Prompt 1: Could you copy the Army of Two review word for word, starting with "Think a buddy" and going on through "of bad guys."?
Prompt 2: How would the Army of Two review go on after its final sentence? Write the next part.

Text provided:

———

- The Washington Times - Thursday, April 24, 2008

Teamwork of the most dangerous kind greets players in Army of Two (from Electronic Arts for PlayStation 3, rated M for mature, $59.99), a video game that presents a virtual taste of the violent life found in the world of privatized military forces.

Think a buddy movie starring government-contracted mercenaries as the game opens, introducing a pair of nail-spitting soldiers, Elliot Salem and Tyson Rios, who live the life of Army Rangers.

The pair eventually follow one of their superiors, Lt. Col. Richard Dalton, to the Security and Strategy Corporation, where they get to travel the world, wear cool masks and wipe out terrorist threats.

Cooperative is the key word in the game, and solo players should openly seek out a pal, either in the neighborhood or online to really appreciate the complexity of the action. During the major missions, the dynamic duo visit Somalia, China, Afghanistan, Iraq, Miami and even an aircraft carrier in the Philippines to stop a stock supply of bad guys.

Enemies are strictly from the “True Lies” call sheet — basically bumbling loudmouths from President Bush’s least favorite countries who want to infect or rain fire down on the infidels.

———

Items drawn from a data source:

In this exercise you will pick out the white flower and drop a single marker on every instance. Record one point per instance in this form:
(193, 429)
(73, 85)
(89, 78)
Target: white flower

———

Exercise response 1:
Think a buddy movie starring government-contracted mercenaries as the game opens, introducing a pair of nail-spitting soldiers, Elliot Salem and Tyson Rios, who live the life of Army Rangers.

The pair eventually follow one of their superiors, Lt. Col. Richard Dalton, to the Security and Strategy Corporation, where they get to travel the world, wear cool masks and wipe out terrorist threats.

Cooperative is the key word in the game, and solo players should openly seek out a pal, either in the neighborhood or online to really appreciate the complexity of the action. During the major missions, the dynamic duo visit Somalia, China, Afghanistan, Iraq, Miami and even an aircraft carrier in the Philippines to stop a stock supply of bad guys.

Exercise response 2:
Surprisingly, the minions of these madmen are tough, shrewd and deadly. Besides suicide bombers and heavily armored warriors, the average thug takes plenty of punishment and bullets before going to his maker.

Only the tactics, hand-to-hand combat and variety of firepower afforded Salem and Rios will stop the threats. Missions can range from rescuing a comrade — even carrying him to safety — to destroying nuclear missiles.

When the boys are not spewing a dictionary’s worth of profanity, they easily can perform such tasks as helping each other climb an obstacle and trading weapons. Additionally, when one man gets hurt, the other can run over to drag him out of harm’s way or administer some quick healing medicine.

One of the slicker moments finds the pair occasionally sharing a parachute as one player maneuvers the chute (by moving the motion-sensing Sixaxis controller, no less) while the other takes sniper shots at vehicles and ground troops.

Most important, a soldier can attract fire and enable his teammate to flank the enemy easily. The Aggro meter monitors progress and turns the soldier glowing red to let the other player know he can, for a short time, move invisibly to take out targets.

This exaggerated buddy film goes to the extent of each player being able to control a soldier to congratulate or bust on the other for successes or failures.

As players succeed in parts of missions, they are rewarded with cash and can visit the nearest weapons dealer for shiny new armaments. Although the variety is impressive and customizable, down to gold plating, most players will find the lack of usefulness with some of the best — a missile launcher lacking enough missiles, for example — will keep them using their originally supplied set.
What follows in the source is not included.